[Task instructions]:
Please write out all of these items again, swapping every "a dot on each instance" for "a point on each instance" and keeping everything else unchanged. Leave the pictures out.

— start Dataset records —

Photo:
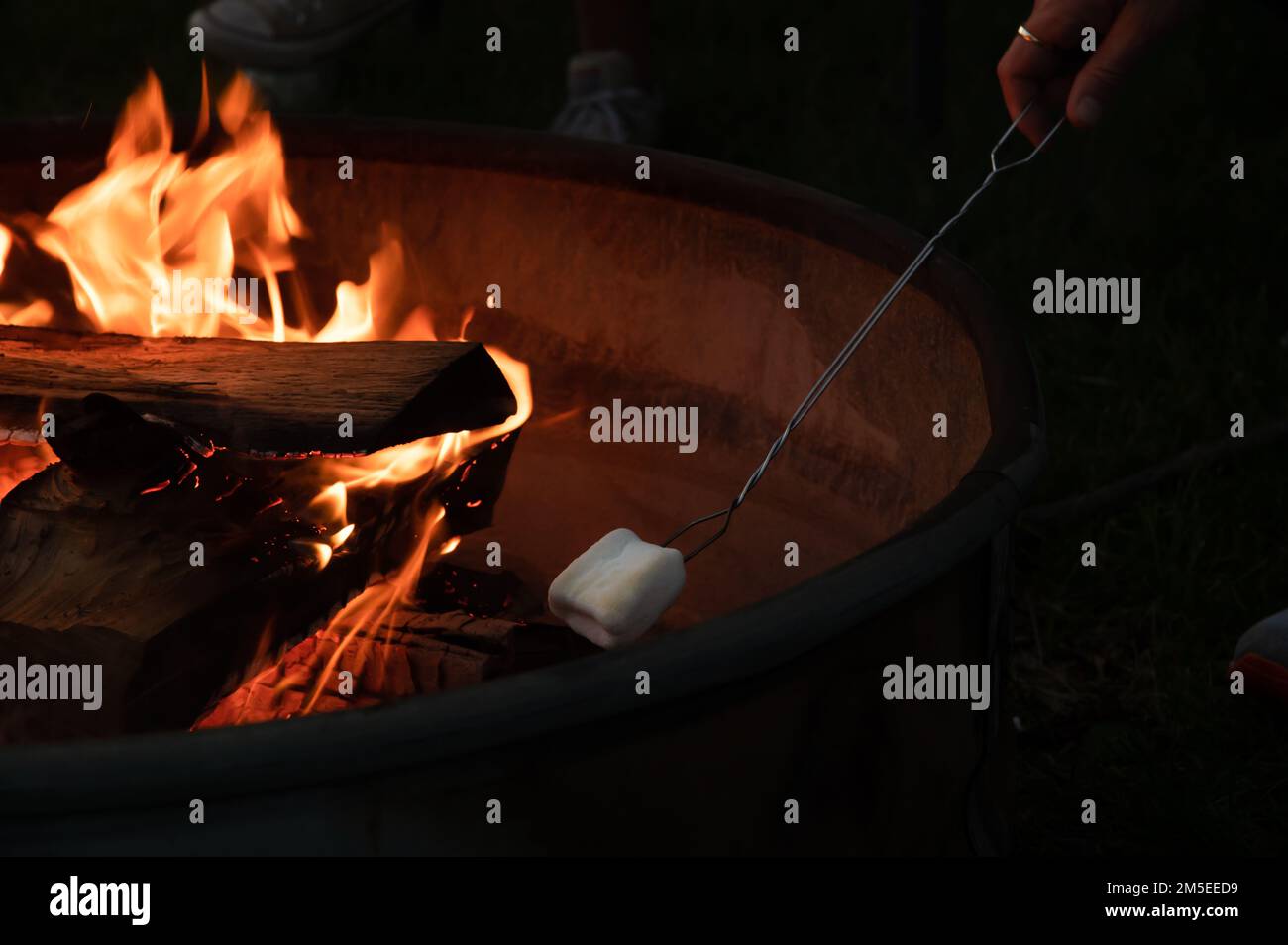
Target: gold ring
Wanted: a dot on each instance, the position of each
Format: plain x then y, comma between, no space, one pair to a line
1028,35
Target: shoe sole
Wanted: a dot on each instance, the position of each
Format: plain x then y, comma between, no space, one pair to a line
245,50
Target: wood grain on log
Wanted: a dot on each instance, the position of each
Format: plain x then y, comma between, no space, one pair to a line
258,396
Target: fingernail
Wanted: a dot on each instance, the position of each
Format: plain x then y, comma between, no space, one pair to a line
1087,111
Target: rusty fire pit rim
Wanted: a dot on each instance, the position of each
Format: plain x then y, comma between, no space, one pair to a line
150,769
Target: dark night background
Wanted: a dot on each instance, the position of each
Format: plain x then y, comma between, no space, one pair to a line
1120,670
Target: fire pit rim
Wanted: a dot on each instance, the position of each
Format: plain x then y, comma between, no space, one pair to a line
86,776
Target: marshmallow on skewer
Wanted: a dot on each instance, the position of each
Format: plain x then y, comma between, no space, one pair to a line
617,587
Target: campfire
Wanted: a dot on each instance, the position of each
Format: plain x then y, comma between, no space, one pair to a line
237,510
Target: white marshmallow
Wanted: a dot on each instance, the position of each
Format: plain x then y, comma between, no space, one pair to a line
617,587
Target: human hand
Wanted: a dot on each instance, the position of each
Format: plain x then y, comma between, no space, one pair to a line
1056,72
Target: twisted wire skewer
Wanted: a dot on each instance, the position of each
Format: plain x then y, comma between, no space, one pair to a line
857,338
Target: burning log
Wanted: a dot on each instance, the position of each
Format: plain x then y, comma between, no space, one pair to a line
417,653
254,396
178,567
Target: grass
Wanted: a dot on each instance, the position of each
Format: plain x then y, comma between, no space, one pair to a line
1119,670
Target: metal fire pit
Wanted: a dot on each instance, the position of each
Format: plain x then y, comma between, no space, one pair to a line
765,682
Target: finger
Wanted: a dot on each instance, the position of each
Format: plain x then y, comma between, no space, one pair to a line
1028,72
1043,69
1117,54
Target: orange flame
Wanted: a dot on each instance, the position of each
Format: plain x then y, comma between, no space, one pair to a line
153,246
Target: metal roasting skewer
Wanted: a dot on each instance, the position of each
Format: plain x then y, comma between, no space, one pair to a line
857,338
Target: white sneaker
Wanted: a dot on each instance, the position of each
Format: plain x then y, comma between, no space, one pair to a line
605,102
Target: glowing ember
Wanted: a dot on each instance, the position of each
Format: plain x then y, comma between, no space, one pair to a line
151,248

— end Dataset records —

[In response]:
Photo:
Target: gold ring
Wanted: a point on each instance, the position of each
Format: plain x then y, comma between, no space, one pair to a line
1028,35
Target: shoe sole
Wanted: a point on each instance, the position of each
Format: plain x then y, comma between, no space, one pair to a line
245,50
Target: wood grain on log
Wanted: a point on each instance, the position of each
Format: plain x then y, comma between, no space, one pair to a line
258,396
Target: fingernail
Wanted: a point on each instance, the position of each
Format: plain x then y, comma between, no space, one pair to a line
1087,111
Target: rusty fire pit rim
Wanted: a point on each instance, the position of each
Format: plain x then y, comma between, no space, one pair to a line
150,769
Target: dark night background
Wanted: a point on each instance, the position of each
Format: plain x then y, comma between, no space, one pair to a line
1120,670
Target: fire pit rim
Wanted: a point on each instance, the position of each
Format: plain x then y, comma between, no space, one pair to a line
86,776
Target: marshmallow on skewer
Wanted: a point on each instance, the position of each
Format: plain x then y, comma between, no space, one pair to a line
617,587
Target: campfire
Wanted: a point on each instance, the position of each
Format: plain x then y, comma between, no space, one pair to a line
237,510
Target: white marshmallow
Wanted: a point on each instance, the position of each
Format: plain x then y, comma between, no space, one pair to a line
617,587
Target: human hand
Wanted: a point on each instance, the position of each
Format: plain x then y, comma between, no space, one pair to a line
1056,72
Target: twisted wire skewer
Wanted: a point on each instance, the position of each
Format: plain x then y, comma between, no space, one pair to a line
857,338
Target: burning log
Wanted: a point on each instance, the position of each
Format: plain x then y, comma between, no space, one pair to a line
417,653
254,396
178,567
Target: grass
Wanted: a point on each instance, the position of each
Format: plain x then y, comma between, no space, one pair to a line
1119,670
Target: metal fire pit
Wanted: a point on each instance, the position of each
Format: plain x then y, comma between, no space, one pair to a line
765,682
Target: finger
Wanted: a point on each instance, the position of each
Format: plain x then y, comma between, no space, one pair to a line
1028,72
1043,69
1117,54
Target: orange flame
Wanted: a point on each instance, the position of each
Format: plain x then y, comma between, no space, one pair to a line
153,246
Target: metal roasting skewer
Wanted: a point on each instance, the position of each
Format: plain x then y, comma between, no space, one pair to a line
857,338
Target: white sneaker
Wanted: a point on each instance, the position of each
Format: plain x then y, comma between, no space, one pair to a line
605,102
Target: glowing ember
Wanted: a point on each instance, the position of each
Format: plain x then y, comma between, no space, one pair to a line
151,248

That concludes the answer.